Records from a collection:
::::::::::

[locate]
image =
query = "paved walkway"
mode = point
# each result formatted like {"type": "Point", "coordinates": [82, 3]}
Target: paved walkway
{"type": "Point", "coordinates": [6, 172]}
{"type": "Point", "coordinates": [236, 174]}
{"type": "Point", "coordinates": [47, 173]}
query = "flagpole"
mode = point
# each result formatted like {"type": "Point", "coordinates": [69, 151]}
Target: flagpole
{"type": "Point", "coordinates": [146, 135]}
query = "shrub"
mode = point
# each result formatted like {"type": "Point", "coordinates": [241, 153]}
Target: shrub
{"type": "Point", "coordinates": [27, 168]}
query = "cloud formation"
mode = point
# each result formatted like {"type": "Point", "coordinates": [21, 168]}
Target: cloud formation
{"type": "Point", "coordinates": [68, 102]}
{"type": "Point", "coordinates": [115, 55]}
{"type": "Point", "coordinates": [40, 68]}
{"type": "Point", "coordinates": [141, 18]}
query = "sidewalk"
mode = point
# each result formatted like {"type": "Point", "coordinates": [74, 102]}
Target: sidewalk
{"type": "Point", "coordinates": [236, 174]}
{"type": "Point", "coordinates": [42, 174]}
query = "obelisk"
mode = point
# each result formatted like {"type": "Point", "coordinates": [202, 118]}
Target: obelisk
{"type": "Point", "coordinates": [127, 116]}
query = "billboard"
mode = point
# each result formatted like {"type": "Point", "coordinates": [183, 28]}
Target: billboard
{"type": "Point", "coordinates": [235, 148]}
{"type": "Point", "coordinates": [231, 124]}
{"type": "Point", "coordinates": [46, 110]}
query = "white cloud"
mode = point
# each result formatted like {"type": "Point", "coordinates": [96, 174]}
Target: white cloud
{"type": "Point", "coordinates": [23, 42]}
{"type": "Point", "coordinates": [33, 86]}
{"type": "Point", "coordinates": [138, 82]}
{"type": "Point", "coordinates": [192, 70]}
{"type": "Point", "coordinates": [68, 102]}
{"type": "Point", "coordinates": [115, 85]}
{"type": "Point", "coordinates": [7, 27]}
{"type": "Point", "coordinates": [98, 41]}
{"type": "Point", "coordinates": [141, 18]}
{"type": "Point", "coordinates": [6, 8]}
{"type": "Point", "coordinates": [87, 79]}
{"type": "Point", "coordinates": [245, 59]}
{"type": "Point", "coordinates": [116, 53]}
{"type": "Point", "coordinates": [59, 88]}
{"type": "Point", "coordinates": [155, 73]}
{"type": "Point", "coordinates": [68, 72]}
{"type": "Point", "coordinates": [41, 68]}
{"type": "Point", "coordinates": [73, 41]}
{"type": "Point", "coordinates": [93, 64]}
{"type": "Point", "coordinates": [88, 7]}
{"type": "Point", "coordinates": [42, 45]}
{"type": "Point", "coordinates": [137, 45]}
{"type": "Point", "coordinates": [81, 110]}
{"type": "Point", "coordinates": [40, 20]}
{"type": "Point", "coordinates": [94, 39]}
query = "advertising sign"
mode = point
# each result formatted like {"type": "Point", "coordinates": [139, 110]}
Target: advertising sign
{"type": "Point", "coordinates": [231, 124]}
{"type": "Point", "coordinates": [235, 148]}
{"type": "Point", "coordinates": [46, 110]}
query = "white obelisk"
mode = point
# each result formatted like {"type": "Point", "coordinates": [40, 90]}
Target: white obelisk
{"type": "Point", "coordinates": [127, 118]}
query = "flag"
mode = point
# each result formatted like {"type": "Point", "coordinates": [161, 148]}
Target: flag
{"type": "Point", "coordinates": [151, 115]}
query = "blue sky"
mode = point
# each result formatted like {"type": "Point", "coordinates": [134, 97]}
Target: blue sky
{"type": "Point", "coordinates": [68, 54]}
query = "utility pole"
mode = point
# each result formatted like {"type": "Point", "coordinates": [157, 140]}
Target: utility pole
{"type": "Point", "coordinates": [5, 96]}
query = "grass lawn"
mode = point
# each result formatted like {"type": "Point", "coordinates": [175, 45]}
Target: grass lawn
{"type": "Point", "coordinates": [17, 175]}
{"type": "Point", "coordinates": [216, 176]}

::::::::::

**YOUR ASSIGNMENT:**
The entries above must each be repeated exactly.

**RESPONSE FOR THIS EXERCISE:**
[locate]
image =
query = "paved walkway"
mode = point
# each result formatted like {"type": "Point", "coordinates": [82, 3]}
Target: paved walkway
{"type": "Point", "coordinates": [6, 172]}
{"type": "Point", "coordinates": [236, 174]}
{"type": "Point", "coordinates": [47, 173]}
query = "flagpole"
mode = point
# each result formatted like {"type": "Point", "coordinates": [69, 151]}
Target: flagpole
{"type": "Point", "coordinates": [146, 135]}
query = "shrub"
mode = point
# each result formatted like {"type": "Point", "coordinates": [241, 153]}
Target: shrub
{"type": "Point", "coordinates": [27, 168]}
query = "cloud formation"
mode = point
# each result formatted like {"type": "Point", "coordinates": [21, 168]}
Target: cloud formation
{"type": "Point", "coordinates": [68, 102]}
{"type": "Point", "coordinates": [115, 55]}
{"type": "Point", "coordinates": [40, 68]}
{"type": "Point", "coordinates": [141, 18]}
query = "sidewalk"
mode = point
# each result formatted like {"type": "Point", "coordinates": [74, 102]}
Target: sidewalk
{"type": "Point", "coordinates": [236, 174]}
{"type": "Point", "coordinates": [42, 174]}
query = "obelisk"
mode = point
# each result formatted like {"type": "Point", "coordinates": [202, 118]}
Target: obelisk
{"type": "Point", "coordinates": [127, 116]}
query = "billboard"
mode = point
# each result formatted like {"type": "Point", "coordinates": [183, 28]}
Target: billboard
{"type": "Point", "coordinates": [235, 148]}
{"type": "Point", "coordinates": [231, 124]}
{"type": "Point", "coordinates": [46, 110]}
query = "white cloud"
mode = point
# each result formatted like {"type": "Point", "coordinates": [96, 174]}
Target: white cloud
{"type": "Point", "coordinates": [23, 42]}
{"type": "Point", "coordinates": [33, 86]}
{"type": "Point", "coordinates": [138, 82]}
{"type": "Point", "coordinates": [192, 70]}
{"type": "Point", "coordinates": [68, 102]}
{"type": "Point", "coordinates": [115, 85]}
{"type": "Point", "coordinates": [7, 27]}
{"type": "Point", "coordinates": [98, 41]}
{"type": "Point", "coordinates": [141, 18]}
{"type": "Point", "coordinates": [6, 8]}
{"type": "Point", "coordinates": [87, 79]}
{"type": "Point", "coordinates": [245, 59]}
{"type": "Point", "coordinates": [116, 53]}
{"type": "Point", "coordinates": [59, 88]}
{"type": "Point", "coordinates": [155, 73]}
{"type": "Point", "coordinates": [68, 72]}
{"type": "Point", "coordinates": [41, 68]}
{"type": "Point", "coordinates": [73, 41]}
{"type": "Point", "coordinates": [93, 64]}
{"type": "Point", "coordinates": [88, 7]}
{"type": "Point", "coordinates": [42, 45]}
{"type": "Point", "coordinates": [137, 45]}
{"type": "Point", "coordinates": [81, 110]}
{"type": "Point", "coordinates": [40, 20]}
{"type": "Point", "coordinates": [94, 39]}
query = "advertising sign"
mode = point
# each result formatted like {"type": "Point", "coordinates": [139, 110]}
Target: advertising sign
{"type": "Point", "coordinates": [231, 124]}
{"type": "Point", "coordinates": [235, 148]}
{"type": "Point", "coordinates": [46, 110]}
query = "white obelisk"
mode = point
# each result formatted like {"type": "Point", "coordinates": [40, 90]}
Target: white obelisk
{"type": "Point", "coordinates": [127, 118]}
query = "flag"
mode = point
# each result formatted like {"type": "Point", "coordinates": [161, 148]}
Target: flag
{"type": "Point", "coordinates": [151, 115]}
query = "blue sky"
mode = point
# each result formatted like {"type": "Point", "coordinates": [134, 97]}
Target: blue sky
{"type": "Point", "coordinates": [68, 54]}
query = "utility pole"
mode = point
# each result formatted like {"type": "Point", "coordinates": [157, 140]}
Target: utility pole
{"type": "Point", "coordinates": [5, 96]}
query = "grass lawn"
mode = point
# each result formatted like {"type": "Point", "coordinates": [175, 45]}
Target: grass lawn
{"type": "Point", "coordinates": [17, 175]}
{"type": "Point", "coordinates": [216, 176]}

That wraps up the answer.